Pflichtaufgabe 1: Führen Sie jede Zeile der Datensätze auf, in der die Zeichenfolge "building" vorkommt. Achten Sie dabei auf Groß- und Kleinschreibung.

Vorliegender Text:
★ ★ ★ ★

Lou Reed und die Thrash-Bomber Metallica vertonen auf “Lulu“ Robert Wilsons Berliner Inszenierung. Es ist ein düsteres Rockalbum geworden.
Es waren keine seherischen Fähigkeiten notwendig, um die Reaktionen auf "Lulu", eine gemeinsame Doppel-CD von Lou Reed und Metallica , vorherzusagen. Seit das Album erst als illegaler Download, dann als offizieller Stream, die Runde macht, regieren vor allem im Metallica-Fanlager Wut und Unverständnis. Gitarrist Danko Jones, in Rockkreisen keine kleine Nummer und mit seiner Band regelmäßiger Wacken-Gast, kündigte per Twitter gar an, seine gesamte Metallica-Sammlung verkaufen zu wollen. So sehr empöre ihn dieser Affront.
Tja, liebe Thrash-Metal-Dogmatiker, ihr müsst nun wirklich ganz stark sein, denn "Lulu" knüpft weder an das letzte Metallica-Großwerk "Death Magnetic" an noch hat es überhaupt sonderlich viel mit traditionellem Metal zu tun. Wäre allerdings auch etwas verwunderlich, schließlich ist dies eine Vertonung zahlreicher Songs, die Lou Reed für Robert Wilsons Berliner "Lulu"-Inszenierung schrieb. Basierend auf zwei um 1900 veröffentlichten Stücken des Dramatikers Frank Wedekind: "Erdgeist" und "Die Büchse der Pandora". Und, ja, Reed, der alte Grantler, hat hier die Hosen an. Er gibt den Grundton vor, und er war es natürlich auch, der das Projekt ins Rollen brachte - nach einem gemeinsamen Auftritt mit den Four Horsemen bei den Feierlichkeiten zum 25. Geburtstag der Rock 'n' Roll Hall of Fame in New York.

★ ★ ★ ★

Pflichtaufgabe 2: Geben Sie aus dem Text über das Album „Lulu“ den Abschnitt wörtlich wieder, der mit den Worten „Es waren keine“ einsetzt und mit „ihn dieser Affront.“ schließt.

Auszüge der Datensätze:
★ ★ ★ ★

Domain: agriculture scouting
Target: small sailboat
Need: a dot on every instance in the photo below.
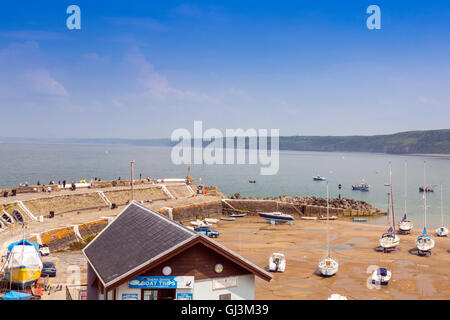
(405, 225)
(390, 240)
(276, 217)
(424, 242)
(361, 187)
(238, 214)
(328, 266)
(381, 276)
(277, 262)
(23, 263)
(442, 231)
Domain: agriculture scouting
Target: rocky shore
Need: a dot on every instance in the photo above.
(343, 203)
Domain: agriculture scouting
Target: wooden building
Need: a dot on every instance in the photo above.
(142, 255)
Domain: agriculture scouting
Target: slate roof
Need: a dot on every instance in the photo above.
(136, 236)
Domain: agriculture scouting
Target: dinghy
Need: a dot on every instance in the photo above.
(23, 263)
(405, 225)
(228, 218)
(277, 217)
(424, 242)
(389, 239)
(308, 218)
(359, 219)
(381, 276)
(442, 231)
(328, 266)
(238, 214)
(277, 262)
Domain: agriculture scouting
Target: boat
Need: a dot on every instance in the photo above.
(328, 267)
(277, 262)
(360, 187)
(23, 263)
(327, 218)
(389, 239)
(274, 217)
(424, 242)
(199, 223)
(426, 189)
(442, 231)
(16, 295)
(238, 214)
(359, 219)
(381, 276)
(308, 218)
(405, 225)
(228, 218)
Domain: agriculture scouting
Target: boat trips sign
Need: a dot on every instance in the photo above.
(150, 282)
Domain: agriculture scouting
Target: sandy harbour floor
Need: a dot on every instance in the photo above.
(304, 244)
(353, 244)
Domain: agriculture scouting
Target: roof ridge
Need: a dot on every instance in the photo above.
(161, 216)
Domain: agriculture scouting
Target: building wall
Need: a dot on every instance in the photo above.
(245, 290)
(203, 290)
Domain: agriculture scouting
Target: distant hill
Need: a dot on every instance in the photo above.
(421, 142)
(424, 142)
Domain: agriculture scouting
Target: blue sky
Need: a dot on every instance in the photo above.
(140, 69)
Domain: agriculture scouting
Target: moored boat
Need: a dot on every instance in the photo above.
(360, 187)
(277, 262)
(359, 219)
(381, 276)
(442, 231)
(276, 216)
(328, 267)
(23, 263)
(238, 214)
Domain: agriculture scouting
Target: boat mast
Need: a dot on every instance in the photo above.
(392, 197)
(442, 208)
(328, 223)
(405, 191)
(424, 196)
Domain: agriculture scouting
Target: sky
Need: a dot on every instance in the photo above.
(141, 69)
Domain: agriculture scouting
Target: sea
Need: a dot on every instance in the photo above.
(32, 162)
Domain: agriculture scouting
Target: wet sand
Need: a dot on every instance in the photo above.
(354, 246)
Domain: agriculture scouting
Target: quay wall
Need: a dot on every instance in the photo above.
(252, 207)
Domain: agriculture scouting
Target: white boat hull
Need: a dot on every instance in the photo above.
(277, 262)
(378, 279)
(328, 267)
(405, 225)
(388, 242)
(442, 232)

★ ★ ★ ★

Schriftliche Antwort 1:
Target: wooden building
Target: building wall

Schriftliche Antwort 2:
Es waren keine seherischen Fähigkeiten notwendig, um die Reaktionen auf "Lulu", eine gemeinsame Doppel-CD von Lou Reed und Metallica , vorherzusagen. Seit das Album erst als illegaler Download, dann als offizieller Stream, die Runde macht, regieren vor allem im Metallica-Fanlager Wut und Unverständnis. Gitarrist Danko Jones, in Rockkreisen keine kleine Nummer und mit seiner Band regelmäßiger Wacken-Gast, kündigte per Twitter gar an, seine gesamte Metallica-Sammlung verkaufen zu wollen. So sehr empöre ihn dieser Affront.